╭─ The input

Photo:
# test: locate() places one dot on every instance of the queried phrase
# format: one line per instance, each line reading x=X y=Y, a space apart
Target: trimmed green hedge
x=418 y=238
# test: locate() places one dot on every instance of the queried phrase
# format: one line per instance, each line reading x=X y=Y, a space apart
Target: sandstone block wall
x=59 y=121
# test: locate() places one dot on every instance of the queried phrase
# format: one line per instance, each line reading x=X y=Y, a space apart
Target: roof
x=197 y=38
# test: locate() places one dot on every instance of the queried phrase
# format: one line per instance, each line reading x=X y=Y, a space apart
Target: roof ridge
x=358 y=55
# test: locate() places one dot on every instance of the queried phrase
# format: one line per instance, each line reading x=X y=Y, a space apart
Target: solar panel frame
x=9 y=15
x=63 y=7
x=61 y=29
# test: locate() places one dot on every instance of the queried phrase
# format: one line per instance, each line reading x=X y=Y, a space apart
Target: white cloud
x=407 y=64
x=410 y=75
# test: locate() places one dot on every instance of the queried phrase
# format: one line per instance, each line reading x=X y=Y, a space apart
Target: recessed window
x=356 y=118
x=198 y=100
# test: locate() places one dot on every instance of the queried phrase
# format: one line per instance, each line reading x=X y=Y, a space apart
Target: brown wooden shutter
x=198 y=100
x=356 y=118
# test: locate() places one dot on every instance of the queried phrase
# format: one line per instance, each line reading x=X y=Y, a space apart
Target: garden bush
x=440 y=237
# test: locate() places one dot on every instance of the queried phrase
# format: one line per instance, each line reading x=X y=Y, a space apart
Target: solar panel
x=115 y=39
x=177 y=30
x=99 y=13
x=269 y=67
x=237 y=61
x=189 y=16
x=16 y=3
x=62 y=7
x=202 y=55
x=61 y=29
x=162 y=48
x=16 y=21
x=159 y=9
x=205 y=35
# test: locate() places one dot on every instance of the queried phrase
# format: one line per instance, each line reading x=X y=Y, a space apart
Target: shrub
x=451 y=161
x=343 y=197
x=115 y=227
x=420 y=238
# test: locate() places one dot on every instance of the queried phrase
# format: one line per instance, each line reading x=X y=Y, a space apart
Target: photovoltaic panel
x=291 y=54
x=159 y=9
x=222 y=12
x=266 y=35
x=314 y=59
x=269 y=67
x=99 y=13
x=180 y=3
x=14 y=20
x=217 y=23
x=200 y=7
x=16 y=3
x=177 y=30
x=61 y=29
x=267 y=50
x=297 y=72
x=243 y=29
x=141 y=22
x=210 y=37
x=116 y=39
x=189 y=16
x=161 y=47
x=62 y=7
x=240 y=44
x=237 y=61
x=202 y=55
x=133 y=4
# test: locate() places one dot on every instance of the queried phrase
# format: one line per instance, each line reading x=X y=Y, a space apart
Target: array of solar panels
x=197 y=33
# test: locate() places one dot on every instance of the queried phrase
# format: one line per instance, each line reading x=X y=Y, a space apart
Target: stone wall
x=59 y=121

╰─

Aim of the task |
Each record must be output word for word.

Exercise response |
Photo:
# test: locate() places one dot on every instance of the queried phrase
# format: one line per instance, each line reading x=X y=Y, a space apart
Target: trimmed green hedge
x=418 y=238
# test: locate() places one dot on every instance of the queried phrase
# format: one line per instance, each line reading x=X y=Y, a space apart
Target: sandstone block wall
x=59 y=121
# test: locate() places one dot on every instance of the queried phrase
# format: one line per instance, each line reading x=X y=Y, a space apart
Target: roof
x=197 y=38
# test: locate() places one dot on every instance of the queried phrase
# format: one line per instance, each line reading x=X y=Y, a space apart
Target: roof ridge
x=358 y=55
# test: locate() places one dot on every instance of the queried phrase
# format: one line per instance, each line reading x=X y=Y, a space apart
Target: solar panel frame
x=9 y=15
x=63 y=7
x=61 y=29
# test: locate() places one dot on every instance of the queried phrase
# format: one line per instance, each line reading x=X y=Y, a space apart
Target: white cloud
x=407 y=64
x=410 y=75
# test: locate() places one dot on every instance of the queried phrase
# format: one line per instance, each line reading x=X y=Y, a space apart
Target: recessed window
x=356 y=118
x=198 y=100
# test: locate() places one dot on every instance of the queried phrase
# format: one line per instance, each line reading x=X y=Y, a space apart
Target: brown wooden shutter
x=198 y=100
x=356 y=118
# test: locate() places one dot on every instance of the queried phrase
# format: one line per instance, each line reading x=X y=Y, a space apart
Target: garden bush
x=440 y=237
# test: locate() places one dot on every instance of the queried phrase
# format: one line per instance, each line reading x=X y=Y, a space apart
Target: solar panel
x=115 y=39
x=177 y=30
x=99 y=13
x=269 y=67
x=237 y=61
x=189 y=16
x=16 y=3
x=62 y=7
x=202 y=55
x=61 y=29
x=162 y=48
x=16 y=21
x=159 y=9
x=205 y=35
# test: locate() places one dot on every instance of the queried phrase
# format: one line per instance, each line reading x=X y=Y, a space apart
Target: shrub
x=451 y=161
x=343 y=197
x=115 y=227
x=420 y=238
# test: locate() places one dot on every instance of the queried phrase
# format: one line per instance, each line reading x=X y=Y, a space apart
Target: photovoltaic panel
x=291 y=54
x=159 y=9
x=222 y=12
x=266 y=35
x=314 y=59
x=269 y=67
x=99 y=13
x=180 y=3
x=14 y=20
x=217 y=23
x=200 y=7
x=16 y=3
x=177 y=30
x=61 y=29
x=267 y=50
x=297 y=72
x=243 y=29
x=141 y=22
x=210 y=37
x=116 y=39
x=189 y=16
x=161 y=47
x=62 y=7
x=240 y=44
x=237 y=61
x=202 y=55
x=133 y=4
# test: locate() places one dot on every instance of the queried phrase
# format: one line per instance, each line reading x=X y=Y, a space apart
Target: array of solar panels
x=197 y=33
# test: locate() places one dot on every instance of the queried phrase
# format: one line per instance, each line reading x=X y=Y, a space apart
Target: stone wall
x=59 y=121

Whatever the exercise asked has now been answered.